* **Dataset records**:
-----

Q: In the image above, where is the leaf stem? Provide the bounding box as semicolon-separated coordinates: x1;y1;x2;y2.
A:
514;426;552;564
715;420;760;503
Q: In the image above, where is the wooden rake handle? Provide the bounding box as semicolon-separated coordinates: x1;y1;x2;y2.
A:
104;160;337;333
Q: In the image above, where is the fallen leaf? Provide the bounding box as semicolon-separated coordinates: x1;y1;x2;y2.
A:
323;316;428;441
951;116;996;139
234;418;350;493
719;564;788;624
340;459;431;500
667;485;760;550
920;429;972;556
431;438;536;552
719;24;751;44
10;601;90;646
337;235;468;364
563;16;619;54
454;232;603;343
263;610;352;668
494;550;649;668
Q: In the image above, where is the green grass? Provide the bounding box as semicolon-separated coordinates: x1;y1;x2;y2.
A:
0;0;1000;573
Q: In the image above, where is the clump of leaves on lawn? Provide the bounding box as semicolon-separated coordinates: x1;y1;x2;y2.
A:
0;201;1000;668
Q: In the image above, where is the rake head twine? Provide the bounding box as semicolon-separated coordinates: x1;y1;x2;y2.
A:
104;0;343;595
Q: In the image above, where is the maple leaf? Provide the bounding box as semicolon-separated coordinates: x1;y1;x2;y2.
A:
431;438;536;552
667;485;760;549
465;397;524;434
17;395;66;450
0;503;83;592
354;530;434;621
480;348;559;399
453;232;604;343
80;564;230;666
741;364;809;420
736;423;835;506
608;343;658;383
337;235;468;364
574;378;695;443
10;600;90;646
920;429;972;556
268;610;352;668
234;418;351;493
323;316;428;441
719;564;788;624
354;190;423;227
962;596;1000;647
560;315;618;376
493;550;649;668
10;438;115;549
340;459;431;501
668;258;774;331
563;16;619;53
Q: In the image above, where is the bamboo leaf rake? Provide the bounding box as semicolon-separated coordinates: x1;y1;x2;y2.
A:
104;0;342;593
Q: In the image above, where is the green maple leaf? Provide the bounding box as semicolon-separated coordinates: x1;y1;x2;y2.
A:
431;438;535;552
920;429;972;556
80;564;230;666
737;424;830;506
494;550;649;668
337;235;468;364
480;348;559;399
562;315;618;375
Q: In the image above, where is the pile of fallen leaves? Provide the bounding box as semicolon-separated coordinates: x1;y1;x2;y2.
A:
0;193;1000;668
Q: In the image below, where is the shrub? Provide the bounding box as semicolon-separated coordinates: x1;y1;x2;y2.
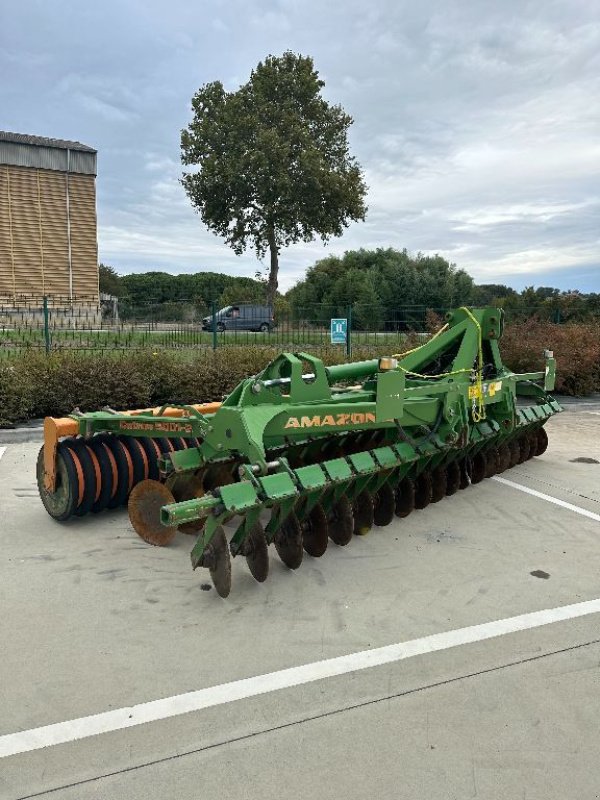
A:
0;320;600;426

-----

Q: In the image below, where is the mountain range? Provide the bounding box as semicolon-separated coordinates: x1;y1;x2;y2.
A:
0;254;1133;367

-----

Pick out every line in the records above that contains the string "below" and copy each of those lines. Case counts.

* **Completed exercise**:
Q: In the image below, where is the shrub? Provide the bounding box as semicolon-separated coordinates: x1;y1;x2;y2.
Q: In the image below, where is the mountain range? Provide the bounding box as semicolon-separated coordinates: x1;y1;x2;y2.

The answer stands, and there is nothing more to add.